_Exercise_.
Please copy the rows from the line with "Note: point out the gravel" to the line with "point(42, 710)", swapping "gravel ground" for "gravel surface" and keeping everything else the same. Return only those lines.

___ Entries

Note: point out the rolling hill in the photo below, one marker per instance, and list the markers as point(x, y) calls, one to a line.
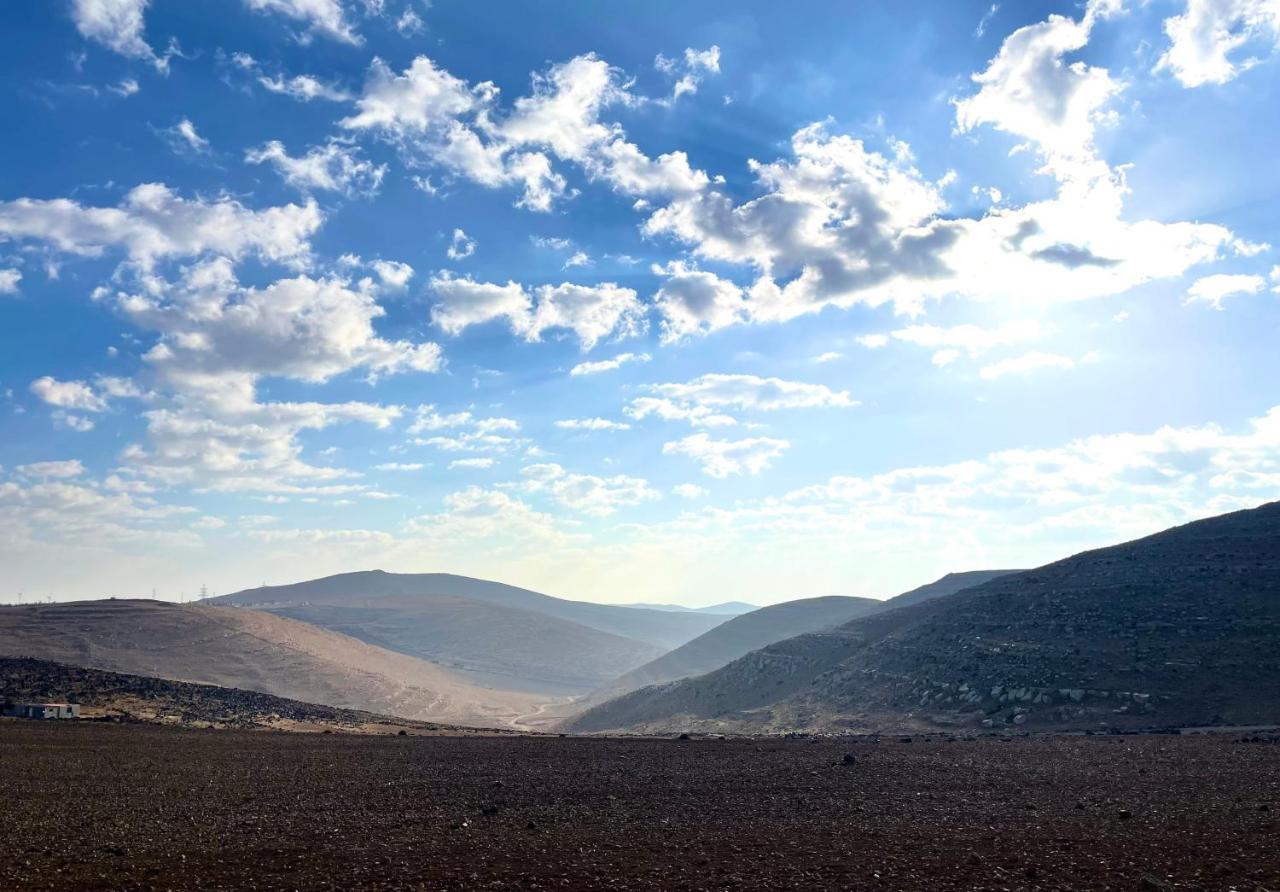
point(119, 696)
point(1178, 627)
point(490, 632)
point(661, 629)
point(251, 650)
point(766, 625)
point(739, 636)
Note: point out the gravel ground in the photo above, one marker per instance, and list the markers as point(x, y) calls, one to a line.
point(138, 806)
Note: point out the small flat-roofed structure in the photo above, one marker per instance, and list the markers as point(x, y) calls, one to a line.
point(42, 710)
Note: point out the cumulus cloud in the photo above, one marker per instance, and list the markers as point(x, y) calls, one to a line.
point(319, 17)
point(1207, 39)
point(154, 223)
point(1025, 364)
point(184, 140)
point(9, 279)
point(330, 168)
point(723, 458)
point(461, 246)
point(592, 312)
point(464, 431)
point(68, 394)
point(56, 470)
point(608, 365)
point(703, 401)
point(117, 24)
point(471, 463)
point(584, 493)
point(1212, 289)
point(592, 424)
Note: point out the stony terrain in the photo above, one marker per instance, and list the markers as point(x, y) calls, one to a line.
point(146, 808)
point(256, 652)
point(494, 634)
point(1182, 627)
point(124, 698)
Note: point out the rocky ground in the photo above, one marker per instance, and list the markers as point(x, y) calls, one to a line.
point(91, 805)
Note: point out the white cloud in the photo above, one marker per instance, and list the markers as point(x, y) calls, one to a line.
point(332, 168)
point(464, 431)
point(1212, 289)
point(393, 274)
point(597, 497)
point(421, 100)
point(1029, 91)
point(410, 23)
point(183, 138)
point(703, 401)
point(1205, 41)
point(68, 394)
point(55, 470)
point(117, 24)
point(608, 365)
point(592, 312)
point(693, 301)
point(592, 424)
point(1025, 364)
point(9, 279)
point(305, 88)
point(471, 463)
point(723, 458)
point(461, 246)
point(320, 17)
point(155, 223)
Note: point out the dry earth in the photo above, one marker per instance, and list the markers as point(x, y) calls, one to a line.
point(141, 806)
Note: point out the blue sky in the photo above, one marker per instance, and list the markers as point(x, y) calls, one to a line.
point(627, 301)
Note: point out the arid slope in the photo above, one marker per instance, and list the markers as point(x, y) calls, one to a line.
point(251, 650)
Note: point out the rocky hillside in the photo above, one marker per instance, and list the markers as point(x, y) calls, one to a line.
point(490, 632)
point(1179, 627)
point(114, 695)
point(740, 636)
point(251, 650)
point(659, 629)
point(768, 625)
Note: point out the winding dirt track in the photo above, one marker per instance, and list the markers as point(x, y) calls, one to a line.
point(141, 808)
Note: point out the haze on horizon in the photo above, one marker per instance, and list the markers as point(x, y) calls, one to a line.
point(677, 306)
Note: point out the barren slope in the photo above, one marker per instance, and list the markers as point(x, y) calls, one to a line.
point(1179, 627)
point(661, 629)
point(740, 636)
point(251, 650)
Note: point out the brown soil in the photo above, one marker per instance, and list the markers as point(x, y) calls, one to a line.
point(91, 805)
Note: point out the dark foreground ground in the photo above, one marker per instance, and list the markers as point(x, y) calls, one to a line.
point(141, 806)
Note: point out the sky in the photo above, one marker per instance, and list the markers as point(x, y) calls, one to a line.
point(662, 301)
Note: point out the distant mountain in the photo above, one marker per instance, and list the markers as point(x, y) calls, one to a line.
point(1179, 627)
point(737, 636)
point(123, 696)
point(661, 629)
point(767, 625)
point(727, 608)
point(251, 650)
point(947, 585)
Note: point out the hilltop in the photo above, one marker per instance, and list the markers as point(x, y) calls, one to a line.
point(1178, 627)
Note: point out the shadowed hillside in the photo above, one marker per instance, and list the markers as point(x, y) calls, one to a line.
point(119, 696)
point(251, 650)
point(1179, 627)
point(764, 626)
point(661, 629)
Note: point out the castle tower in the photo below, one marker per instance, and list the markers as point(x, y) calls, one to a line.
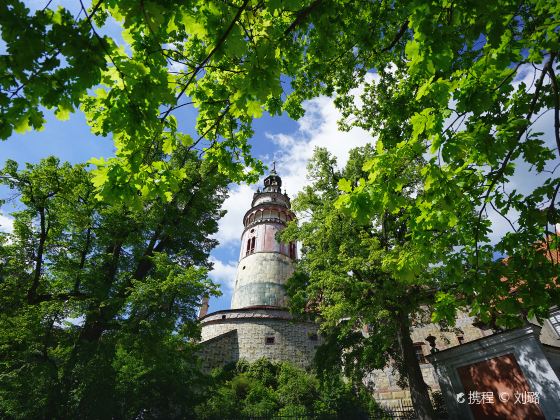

______

_Task result_.
Note: point out the gravel surface in the photo above, one marker per instance, and list the markers as point(x, y) calls, one to a line.
point(138, 806)
Note: point out the small flat-roofed structure in the photo above, one marker per instance, and list the markers as point(x, y) calls, one to a line.
point(42, 710)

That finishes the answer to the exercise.